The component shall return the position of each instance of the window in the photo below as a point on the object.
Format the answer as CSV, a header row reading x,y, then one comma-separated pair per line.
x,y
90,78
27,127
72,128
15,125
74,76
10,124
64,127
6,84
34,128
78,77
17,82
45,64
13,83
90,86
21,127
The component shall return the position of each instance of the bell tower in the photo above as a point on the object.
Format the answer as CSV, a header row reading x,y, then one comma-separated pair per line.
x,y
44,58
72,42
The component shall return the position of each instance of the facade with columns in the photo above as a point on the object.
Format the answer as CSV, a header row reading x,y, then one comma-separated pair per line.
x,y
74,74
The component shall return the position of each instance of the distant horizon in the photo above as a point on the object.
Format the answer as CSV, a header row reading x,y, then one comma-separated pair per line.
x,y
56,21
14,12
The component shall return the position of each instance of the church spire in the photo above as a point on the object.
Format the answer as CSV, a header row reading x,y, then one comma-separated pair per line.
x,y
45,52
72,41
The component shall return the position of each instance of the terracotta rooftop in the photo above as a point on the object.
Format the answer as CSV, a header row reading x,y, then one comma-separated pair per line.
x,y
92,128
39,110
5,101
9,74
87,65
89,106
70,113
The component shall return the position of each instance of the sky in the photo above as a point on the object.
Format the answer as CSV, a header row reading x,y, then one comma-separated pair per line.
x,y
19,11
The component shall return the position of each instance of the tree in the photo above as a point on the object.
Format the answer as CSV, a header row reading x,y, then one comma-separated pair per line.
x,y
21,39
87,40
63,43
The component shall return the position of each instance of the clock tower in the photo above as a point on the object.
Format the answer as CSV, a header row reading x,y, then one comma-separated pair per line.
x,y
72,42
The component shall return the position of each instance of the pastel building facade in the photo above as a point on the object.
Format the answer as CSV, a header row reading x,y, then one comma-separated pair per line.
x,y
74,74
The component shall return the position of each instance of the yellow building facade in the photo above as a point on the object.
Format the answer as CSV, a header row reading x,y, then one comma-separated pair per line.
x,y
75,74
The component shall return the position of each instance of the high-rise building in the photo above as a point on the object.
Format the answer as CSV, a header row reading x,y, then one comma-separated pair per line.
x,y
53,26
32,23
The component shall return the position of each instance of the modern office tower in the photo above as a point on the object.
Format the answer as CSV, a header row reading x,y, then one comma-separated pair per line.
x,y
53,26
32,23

--

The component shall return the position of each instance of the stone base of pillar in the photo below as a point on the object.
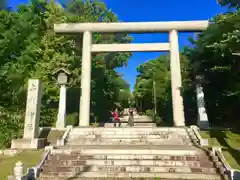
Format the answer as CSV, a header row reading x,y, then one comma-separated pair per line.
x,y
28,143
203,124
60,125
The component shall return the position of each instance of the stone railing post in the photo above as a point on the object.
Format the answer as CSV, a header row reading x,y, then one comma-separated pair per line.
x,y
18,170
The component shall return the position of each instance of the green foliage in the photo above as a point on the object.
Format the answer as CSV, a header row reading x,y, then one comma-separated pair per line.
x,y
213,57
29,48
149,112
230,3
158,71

...

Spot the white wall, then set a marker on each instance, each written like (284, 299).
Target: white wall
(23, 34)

### Work to complete
Where the material contains a line with "stone", return that line.

### Exercise solution
The component shall return the position of each instance of the stone base of pillar in the photo below as a point on the object.
The component shall return the position of each instance of the stone railing post in the photo above as a point on the object.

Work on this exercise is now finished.